## WORK INSTRUCTIONS
Return every line of the data below that includes the string "tower".

*** Opening of EXERCISE INPUT ***

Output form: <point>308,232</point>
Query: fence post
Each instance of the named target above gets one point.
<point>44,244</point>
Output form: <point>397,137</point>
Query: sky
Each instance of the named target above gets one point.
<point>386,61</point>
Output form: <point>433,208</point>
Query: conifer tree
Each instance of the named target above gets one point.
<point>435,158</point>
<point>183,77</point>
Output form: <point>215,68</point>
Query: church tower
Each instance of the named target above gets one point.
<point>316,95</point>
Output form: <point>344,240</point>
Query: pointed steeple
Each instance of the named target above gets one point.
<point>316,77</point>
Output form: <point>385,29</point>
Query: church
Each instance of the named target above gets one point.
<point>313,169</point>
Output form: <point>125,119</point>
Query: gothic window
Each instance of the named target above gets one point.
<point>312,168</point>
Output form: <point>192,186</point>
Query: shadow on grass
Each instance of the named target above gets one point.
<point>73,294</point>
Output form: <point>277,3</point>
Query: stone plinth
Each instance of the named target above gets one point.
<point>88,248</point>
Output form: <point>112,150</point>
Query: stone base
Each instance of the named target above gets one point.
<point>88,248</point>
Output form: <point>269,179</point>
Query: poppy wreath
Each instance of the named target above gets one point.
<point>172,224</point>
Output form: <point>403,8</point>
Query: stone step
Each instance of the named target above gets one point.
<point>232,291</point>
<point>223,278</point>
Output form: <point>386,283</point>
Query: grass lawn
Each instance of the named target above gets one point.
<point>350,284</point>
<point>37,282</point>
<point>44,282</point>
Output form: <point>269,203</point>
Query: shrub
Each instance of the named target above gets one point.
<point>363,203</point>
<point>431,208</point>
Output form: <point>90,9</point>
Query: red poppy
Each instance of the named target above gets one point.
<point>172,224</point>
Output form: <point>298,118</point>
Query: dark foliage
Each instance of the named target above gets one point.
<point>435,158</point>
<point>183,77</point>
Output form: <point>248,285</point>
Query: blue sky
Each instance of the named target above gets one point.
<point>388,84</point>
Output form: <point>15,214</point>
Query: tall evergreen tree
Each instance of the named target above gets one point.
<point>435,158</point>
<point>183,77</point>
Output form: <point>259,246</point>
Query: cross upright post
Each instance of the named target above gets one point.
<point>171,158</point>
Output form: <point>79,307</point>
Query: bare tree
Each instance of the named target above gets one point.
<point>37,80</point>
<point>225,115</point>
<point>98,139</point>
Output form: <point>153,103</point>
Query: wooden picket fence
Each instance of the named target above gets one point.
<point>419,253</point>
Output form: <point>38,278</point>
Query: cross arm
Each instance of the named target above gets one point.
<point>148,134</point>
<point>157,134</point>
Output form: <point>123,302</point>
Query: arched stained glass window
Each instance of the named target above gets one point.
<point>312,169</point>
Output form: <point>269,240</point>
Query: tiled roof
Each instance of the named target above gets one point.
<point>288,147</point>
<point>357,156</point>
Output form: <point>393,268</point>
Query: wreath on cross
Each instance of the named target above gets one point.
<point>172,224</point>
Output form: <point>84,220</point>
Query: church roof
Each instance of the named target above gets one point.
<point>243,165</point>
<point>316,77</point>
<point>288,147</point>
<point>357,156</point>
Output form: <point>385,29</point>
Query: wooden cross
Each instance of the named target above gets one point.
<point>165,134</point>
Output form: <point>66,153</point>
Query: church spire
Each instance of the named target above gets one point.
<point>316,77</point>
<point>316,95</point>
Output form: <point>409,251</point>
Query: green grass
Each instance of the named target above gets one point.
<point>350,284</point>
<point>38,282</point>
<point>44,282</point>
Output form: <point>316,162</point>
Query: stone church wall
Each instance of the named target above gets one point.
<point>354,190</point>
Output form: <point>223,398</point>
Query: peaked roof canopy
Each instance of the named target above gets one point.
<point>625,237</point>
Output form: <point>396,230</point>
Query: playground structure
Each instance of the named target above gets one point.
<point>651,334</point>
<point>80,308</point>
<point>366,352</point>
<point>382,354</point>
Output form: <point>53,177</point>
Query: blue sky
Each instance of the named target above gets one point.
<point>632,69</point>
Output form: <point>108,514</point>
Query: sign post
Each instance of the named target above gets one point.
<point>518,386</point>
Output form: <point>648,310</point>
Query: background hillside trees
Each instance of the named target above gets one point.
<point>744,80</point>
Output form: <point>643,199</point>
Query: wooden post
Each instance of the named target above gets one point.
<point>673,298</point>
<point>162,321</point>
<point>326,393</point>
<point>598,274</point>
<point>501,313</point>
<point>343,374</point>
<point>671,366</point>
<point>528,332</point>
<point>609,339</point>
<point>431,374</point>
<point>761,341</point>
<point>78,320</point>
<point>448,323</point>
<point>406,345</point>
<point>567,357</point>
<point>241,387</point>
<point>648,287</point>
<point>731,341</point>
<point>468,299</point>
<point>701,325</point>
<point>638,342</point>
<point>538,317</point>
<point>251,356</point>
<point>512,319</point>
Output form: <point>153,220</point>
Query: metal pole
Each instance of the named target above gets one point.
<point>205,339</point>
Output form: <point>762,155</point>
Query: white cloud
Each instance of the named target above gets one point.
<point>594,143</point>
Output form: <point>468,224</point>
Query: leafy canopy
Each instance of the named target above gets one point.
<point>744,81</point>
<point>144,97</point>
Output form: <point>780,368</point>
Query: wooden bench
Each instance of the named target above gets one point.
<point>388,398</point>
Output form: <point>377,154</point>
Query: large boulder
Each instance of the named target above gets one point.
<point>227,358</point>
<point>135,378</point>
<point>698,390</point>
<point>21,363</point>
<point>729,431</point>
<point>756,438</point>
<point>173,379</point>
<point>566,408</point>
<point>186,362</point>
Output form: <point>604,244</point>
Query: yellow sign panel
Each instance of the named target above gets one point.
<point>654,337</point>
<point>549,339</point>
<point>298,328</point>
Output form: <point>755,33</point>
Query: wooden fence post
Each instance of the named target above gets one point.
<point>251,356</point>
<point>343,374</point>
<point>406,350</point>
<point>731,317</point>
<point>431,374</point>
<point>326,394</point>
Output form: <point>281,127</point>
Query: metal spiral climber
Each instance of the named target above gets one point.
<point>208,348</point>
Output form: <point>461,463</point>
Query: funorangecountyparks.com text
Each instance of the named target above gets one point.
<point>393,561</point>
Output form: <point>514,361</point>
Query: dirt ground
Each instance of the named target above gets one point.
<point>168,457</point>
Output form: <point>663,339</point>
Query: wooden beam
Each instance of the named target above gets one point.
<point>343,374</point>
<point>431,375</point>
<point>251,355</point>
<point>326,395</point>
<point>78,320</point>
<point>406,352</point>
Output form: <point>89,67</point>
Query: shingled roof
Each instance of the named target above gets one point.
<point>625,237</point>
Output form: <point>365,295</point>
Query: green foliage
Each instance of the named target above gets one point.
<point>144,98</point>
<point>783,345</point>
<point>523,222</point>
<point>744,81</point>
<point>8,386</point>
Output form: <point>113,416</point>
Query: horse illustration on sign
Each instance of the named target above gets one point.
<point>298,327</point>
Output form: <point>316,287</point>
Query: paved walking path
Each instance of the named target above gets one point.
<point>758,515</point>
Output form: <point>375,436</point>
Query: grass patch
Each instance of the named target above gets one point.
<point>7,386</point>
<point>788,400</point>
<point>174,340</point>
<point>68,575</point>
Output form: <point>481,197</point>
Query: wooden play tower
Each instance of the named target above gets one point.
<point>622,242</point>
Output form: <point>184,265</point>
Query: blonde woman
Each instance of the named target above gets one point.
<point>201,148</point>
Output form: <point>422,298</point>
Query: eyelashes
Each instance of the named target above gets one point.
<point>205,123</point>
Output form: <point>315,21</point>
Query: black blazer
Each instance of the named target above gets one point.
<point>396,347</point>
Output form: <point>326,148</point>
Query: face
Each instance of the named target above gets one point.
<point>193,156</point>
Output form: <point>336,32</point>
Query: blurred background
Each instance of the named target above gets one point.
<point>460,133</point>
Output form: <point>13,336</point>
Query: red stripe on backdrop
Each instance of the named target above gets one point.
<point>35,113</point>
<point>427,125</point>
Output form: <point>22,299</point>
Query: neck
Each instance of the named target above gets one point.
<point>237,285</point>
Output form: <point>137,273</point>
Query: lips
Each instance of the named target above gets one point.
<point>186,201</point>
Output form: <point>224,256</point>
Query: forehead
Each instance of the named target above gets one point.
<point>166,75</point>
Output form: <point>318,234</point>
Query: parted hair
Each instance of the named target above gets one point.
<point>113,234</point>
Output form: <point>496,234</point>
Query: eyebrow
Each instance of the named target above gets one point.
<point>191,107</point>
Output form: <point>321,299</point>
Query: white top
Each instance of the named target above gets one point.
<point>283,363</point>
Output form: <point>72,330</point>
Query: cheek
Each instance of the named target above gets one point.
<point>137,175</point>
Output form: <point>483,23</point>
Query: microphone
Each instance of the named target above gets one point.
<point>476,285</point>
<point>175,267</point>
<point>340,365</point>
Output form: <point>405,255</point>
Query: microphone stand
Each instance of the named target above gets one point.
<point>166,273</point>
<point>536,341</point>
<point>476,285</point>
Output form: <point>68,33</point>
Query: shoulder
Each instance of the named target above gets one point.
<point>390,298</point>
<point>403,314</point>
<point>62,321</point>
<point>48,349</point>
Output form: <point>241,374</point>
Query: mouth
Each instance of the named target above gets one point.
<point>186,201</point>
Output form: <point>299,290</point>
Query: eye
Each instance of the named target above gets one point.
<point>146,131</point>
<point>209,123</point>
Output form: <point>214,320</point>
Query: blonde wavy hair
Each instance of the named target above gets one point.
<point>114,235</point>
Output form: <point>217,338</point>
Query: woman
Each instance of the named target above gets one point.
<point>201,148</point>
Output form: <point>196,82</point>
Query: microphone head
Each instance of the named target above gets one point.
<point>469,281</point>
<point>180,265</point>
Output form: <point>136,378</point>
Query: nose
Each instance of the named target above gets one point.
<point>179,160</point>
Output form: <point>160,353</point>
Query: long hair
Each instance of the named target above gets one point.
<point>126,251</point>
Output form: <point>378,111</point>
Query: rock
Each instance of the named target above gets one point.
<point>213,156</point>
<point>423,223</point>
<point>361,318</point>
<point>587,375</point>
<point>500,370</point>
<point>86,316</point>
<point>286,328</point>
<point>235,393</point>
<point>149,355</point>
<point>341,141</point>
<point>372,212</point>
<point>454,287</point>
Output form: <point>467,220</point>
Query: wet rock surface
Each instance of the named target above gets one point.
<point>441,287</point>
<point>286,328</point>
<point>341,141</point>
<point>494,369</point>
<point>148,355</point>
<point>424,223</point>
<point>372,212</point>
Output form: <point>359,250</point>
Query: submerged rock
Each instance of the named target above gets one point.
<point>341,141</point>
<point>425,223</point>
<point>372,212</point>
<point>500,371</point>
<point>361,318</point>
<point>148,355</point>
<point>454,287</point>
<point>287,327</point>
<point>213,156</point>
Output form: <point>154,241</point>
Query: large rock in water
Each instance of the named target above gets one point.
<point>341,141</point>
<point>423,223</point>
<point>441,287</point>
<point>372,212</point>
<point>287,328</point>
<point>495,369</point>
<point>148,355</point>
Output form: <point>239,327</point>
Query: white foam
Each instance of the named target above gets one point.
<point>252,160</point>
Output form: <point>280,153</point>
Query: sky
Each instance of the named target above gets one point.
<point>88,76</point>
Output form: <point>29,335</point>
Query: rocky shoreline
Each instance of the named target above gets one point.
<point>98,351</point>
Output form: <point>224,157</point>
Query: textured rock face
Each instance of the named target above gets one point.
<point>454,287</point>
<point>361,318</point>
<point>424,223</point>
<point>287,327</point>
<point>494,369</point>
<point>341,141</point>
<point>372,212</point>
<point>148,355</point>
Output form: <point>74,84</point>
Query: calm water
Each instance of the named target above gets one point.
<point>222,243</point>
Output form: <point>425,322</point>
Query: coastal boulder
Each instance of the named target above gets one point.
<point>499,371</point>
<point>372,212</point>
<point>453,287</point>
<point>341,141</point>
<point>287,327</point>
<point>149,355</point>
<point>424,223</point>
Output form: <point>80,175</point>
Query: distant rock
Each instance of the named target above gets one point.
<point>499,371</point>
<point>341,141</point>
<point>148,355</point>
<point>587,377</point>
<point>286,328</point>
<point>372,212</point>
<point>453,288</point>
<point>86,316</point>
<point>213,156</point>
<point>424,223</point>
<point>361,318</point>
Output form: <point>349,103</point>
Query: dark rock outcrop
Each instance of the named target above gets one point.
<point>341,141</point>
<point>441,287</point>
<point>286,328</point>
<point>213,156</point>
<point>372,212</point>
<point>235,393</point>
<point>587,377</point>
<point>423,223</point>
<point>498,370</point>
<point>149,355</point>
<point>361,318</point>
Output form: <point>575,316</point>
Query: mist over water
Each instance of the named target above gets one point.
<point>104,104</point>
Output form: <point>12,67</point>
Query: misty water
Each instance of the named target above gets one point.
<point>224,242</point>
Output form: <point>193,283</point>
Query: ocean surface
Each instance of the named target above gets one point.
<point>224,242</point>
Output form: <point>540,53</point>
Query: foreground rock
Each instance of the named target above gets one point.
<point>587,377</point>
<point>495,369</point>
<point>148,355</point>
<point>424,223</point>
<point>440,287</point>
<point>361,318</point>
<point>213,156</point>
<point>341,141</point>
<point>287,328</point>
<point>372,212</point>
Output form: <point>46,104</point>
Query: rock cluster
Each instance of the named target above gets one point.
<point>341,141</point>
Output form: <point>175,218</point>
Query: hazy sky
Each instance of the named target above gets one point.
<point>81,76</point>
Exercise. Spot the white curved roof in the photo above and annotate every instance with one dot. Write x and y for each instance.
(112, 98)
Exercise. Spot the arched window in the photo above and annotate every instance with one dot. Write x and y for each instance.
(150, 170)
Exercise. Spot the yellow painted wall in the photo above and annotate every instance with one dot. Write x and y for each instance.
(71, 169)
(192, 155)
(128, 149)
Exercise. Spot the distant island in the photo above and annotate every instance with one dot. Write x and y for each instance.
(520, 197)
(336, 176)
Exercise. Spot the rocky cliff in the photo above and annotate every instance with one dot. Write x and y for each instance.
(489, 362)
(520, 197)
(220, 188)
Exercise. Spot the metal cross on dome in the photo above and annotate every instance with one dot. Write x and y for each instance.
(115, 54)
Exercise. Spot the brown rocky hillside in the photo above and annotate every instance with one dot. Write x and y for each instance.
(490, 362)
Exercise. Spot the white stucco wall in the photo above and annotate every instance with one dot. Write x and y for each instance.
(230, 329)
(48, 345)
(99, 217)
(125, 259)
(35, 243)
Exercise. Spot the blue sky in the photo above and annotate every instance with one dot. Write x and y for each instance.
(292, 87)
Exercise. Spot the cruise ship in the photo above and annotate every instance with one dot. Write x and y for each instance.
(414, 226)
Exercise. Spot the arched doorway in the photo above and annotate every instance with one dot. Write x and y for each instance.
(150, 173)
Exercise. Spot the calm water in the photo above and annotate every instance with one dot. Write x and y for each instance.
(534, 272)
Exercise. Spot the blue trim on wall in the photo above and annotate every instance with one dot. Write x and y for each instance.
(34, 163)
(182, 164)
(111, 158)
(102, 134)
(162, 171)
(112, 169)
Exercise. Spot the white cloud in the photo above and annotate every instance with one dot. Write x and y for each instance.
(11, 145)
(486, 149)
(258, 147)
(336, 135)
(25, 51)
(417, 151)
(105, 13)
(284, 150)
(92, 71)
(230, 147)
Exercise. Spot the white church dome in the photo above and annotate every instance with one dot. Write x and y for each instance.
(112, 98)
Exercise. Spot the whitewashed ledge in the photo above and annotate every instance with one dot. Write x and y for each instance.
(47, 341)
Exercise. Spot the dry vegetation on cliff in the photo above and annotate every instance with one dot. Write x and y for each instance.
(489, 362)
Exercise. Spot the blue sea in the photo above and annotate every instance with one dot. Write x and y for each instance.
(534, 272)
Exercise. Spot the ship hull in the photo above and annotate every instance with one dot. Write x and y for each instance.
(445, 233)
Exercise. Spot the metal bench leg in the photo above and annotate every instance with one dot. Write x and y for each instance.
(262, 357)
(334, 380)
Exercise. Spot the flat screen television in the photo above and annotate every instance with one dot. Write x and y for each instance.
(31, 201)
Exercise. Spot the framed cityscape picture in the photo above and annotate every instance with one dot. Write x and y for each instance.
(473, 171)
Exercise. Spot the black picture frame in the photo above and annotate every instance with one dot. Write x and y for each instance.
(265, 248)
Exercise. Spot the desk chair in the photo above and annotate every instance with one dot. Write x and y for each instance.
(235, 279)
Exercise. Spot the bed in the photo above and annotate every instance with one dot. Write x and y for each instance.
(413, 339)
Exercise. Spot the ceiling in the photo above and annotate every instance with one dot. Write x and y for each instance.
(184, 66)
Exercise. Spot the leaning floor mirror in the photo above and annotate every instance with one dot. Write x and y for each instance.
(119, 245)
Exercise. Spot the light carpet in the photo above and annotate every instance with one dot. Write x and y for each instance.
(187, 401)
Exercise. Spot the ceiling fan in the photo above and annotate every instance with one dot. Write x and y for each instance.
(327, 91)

*** Close of EXERCISE INPUT ***

## ANSWER
Query: church tower
Query: wooden play tower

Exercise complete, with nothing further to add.